[Items from a dataset]
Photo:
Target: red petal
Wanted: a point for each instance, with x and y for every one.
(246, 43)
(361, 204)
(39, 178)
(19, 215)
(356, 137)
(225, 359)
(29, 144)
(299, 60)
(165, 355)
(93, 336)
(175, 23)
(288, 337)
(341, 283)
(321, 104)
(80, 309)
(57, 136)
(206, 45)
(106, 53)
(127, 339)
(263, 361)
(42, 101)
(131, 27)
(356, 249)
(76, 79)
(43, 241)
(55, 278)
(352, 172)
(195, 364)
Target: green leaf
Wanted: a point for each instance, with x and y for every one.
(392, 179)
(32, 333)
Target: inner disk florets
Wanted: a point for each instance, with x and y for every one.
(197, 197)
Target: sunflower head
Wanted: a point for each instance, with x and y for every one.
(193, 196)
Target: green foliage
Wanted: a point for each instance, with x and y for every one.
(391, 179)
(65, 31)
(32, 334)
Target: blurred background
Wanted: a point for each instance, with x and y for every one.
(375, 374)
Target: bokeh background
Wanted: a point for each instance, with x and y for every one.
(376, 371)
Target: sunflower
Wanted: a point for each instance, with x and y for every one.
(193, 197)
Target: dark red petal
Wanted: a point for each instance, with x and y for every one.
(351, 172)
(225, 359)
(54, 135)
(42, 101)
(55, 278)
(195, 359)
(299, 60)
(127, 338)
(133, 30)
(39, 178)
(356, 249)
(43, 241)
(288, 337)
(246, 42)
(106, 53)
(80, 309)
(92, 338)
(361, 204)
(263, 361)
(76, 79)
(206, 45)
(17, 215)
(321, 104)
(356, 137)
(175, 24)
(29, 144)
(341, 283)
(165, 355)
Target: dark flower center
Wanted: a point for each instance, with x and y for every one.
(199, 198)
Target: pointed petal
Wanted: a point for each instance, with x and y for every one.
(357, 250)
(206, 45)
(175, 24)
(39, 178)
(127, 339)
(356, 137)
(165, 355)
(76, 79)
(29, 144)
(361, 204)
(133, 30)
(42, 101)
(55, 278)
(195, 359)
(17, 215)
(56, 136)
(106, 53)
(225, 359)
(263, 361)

### Instructions to follow
Write out the lines above again, changing every "background" to "backdrop" and leaving the rest as it is.

### Answer to the problem
Photo:
Target: red petal
Wanted: a point for each instance, with x and y for every one.
(246, 43)
(361, 204)
(39, 178)
(19, 215)
(356, 137)
(225, 359)
(29, 144)
(299, 60)
(165, 355)
(93, 336)
(175, 23)
(288, 337)
(341, 283)
(321, 104)
(80, 309)
(57, 136)
(206, 45)
(106, 53)
(127, 339)
(263, 361)
(42, 101)
(131, 27)
(356, 249)
(76, 79)
(43, 241)
(55, 278)
(352, 172)
(195, 364)
Target: green leaf
Wanted: a point for each instance, with x and y for every one.
(392, 179)
(32, 333)
Target: inner disk florets
Wanted: a point for each instance, with x and y for every one.
(197, 197)
Target: sunflower head
Wanted: a point for each instance, with x and y for every one.
(193, 196)
Target: green foliage
Wanted: a point for each instance, with x and y for every one.
(391, 179)
(65, 31)
(32, 334)
Target: blurred backdrop
Wanted: a point for each instance, with x and y for every one.
(375, 374)
Target: bokeh backdrop
Wanted: a point for each instance, with x and y for every one.
(376, 371)
Target: sunflower
Wanted: a point for each instance, with x and y for every one.
(193, 197)
Target: dark red petal
Wanted: a point for each instance, with x and y for every one.
(351, 172)
(225, 359)
(54, 135)
(42, 101)
(55, 278)
(195, 359)
(299, 60)
(127, 338)
(133, 30)
(39, 178)
(356, 249)
(43, 241)
(288, 337)
(246, 42)
(106, 53)
(80, 309)
(92, 338)
(361, 204)
(263, 361)
(76, 79)
(206, 45)
(17, 215)
(321, 104)
(356, 137)
(175, 24)
(29, 144)
(341, 283)
(165, 355)
Target: dark flower center
Wanted: a point for each instance, with x and y for every one.
(199, 198)
Target: pointed petal
Wanted: a point for each instance, with x and y for every one.
(357, 250)
(206, 45)
(175, 24)
(39, 178)
(127, 339)
(356, 137)
(165, 355)
(76, 79)
(29, 144)
(361, 204)
(133, 30)
(42, 101)
(55, 278)
(195, 359)
(17, 215)
(56, 136)
(106, 53)
(225, 359)
(263, 361)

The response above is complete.